> Daftar Tugas
1 – Ringkas teks tentang tanggung jawab atas anak di bawah ini dalam dua kalimat.
2 – Kutip persis bagian teks tentang tanggung jawab atas anak di bawah, mulai dari "Persoalan anak adalah" dan berakhir di "dan muslimah dewasa.".

> Teks
....

Persoalan anak adalah tanggung jawab negara. Karena seluruh skenario keji untuk menghancurkan sebuah bangsa ini ada di bawah payung kebijakan-kebijakan negara. Kematangan pernikahan tidak tergantung usia, namun usia mempengaruhi kedewasaan dalam berumah tangga.

Saat ini orang tua menjadi penanggungjawab utama kematangan berpikir anak. Konsekuensi ketika seorang anak memasuki usia akil baligh, adalah mereka harus mampu memikul tanggungjawab sebagai seorang muslim dan muslimah dewasa.

Di sinilah orang tua harus memperhitungkan secara cermat bagaimana tahap tumbuh kembang anak dan kapan saat anak-anak mereka memasuki usia dewasa. Untuk itu pendidikan yang pertama adalah tanggungjawab orang tua. Orang tua yang harus mengantarkan anak menjadi seorang muslim dewasa yang sempurna.

....

> Baris Data
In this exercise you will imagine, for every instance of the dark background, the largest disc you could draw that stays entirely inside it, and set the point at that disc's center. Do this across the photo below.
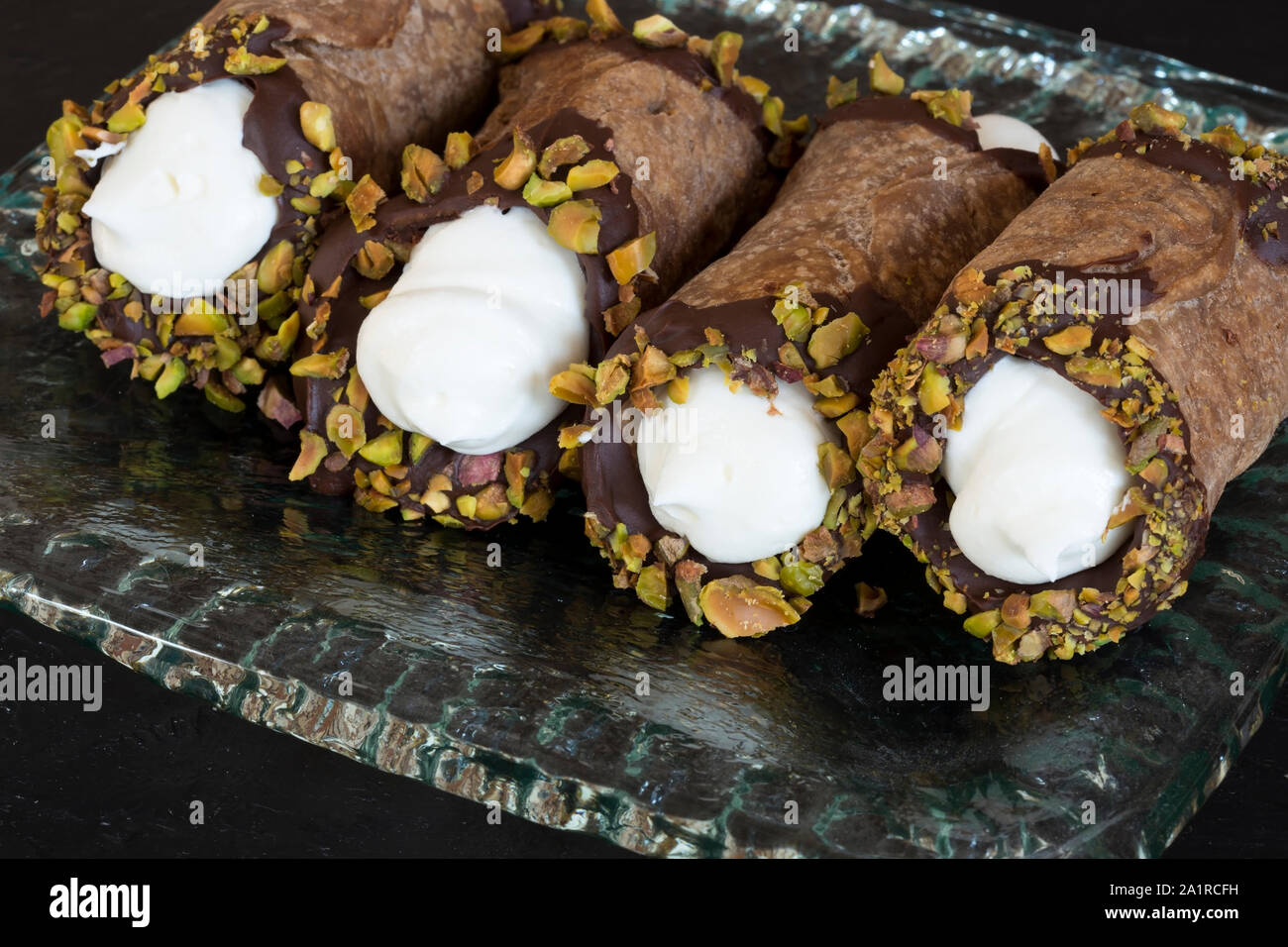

....

> Jawaban Tiap Tugas
1 – Persoalan anak disebut sebagai tanggung jawab negara, dan kematangan pernikahan tidak bergantung pada usia, walaupun usia memengaruhi kedewasaan dalam berumah tangga. Orang tua kini menjadi penanggung jawab utama kematangan berpikir dan pendidikan pertama anak, sehingga mereka harus cermat memperhitungkan tahap tumbuh kembang anak hingga anak dewasa dan mampu memikul tanggung jawab sebagai muslim atau muslimah dewasa.

2 –
Persoalan anak adalah tanggung jawab negara. Karena seluruh skenario keji untuk menghancurkan sebuah bangsa ini ada di bawah payung kebijakan-kebijakan negara. Kematangan pernikahan tidak tergantung usia, namun usia mempengaruhi kedewasaan dalam berumah tangga.

Saat ini orang tua menjadi penanggungjawab utama kematangan berpikir anak. Konsekuensi ketika seorang anak memasuki usia akil baligh, adalah mereka harus mampu memikul tanggungjawab sebagai seorang muslim dan muslimah dewasa.